— Start ROWS —

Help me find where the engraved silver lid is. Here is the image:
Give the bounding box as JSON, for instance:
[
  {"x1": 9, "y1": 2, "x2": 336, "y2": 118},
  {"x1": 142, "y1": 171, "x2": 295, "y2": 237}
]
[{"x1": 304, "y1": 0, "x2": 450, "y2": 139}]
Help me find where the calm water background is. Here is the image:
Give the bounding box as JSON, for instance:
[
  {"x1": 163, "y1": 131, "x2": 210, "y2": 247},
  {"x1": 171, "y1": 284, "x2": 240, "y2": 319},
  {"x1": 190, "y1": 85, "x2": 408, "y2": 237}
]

— End ROWS —
— Start ROWS —

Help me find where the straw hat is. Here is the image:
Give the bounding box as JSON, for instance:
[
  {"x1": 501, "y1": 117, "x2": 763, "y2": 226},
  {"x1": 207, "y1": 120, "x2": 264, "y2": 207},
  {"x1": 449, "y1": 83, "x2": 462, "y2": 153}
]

— End ROWS —

Count the lines in the items above that contain the word "Help", and give only that number.

__OUTPUT FOR THIS TASK__.
3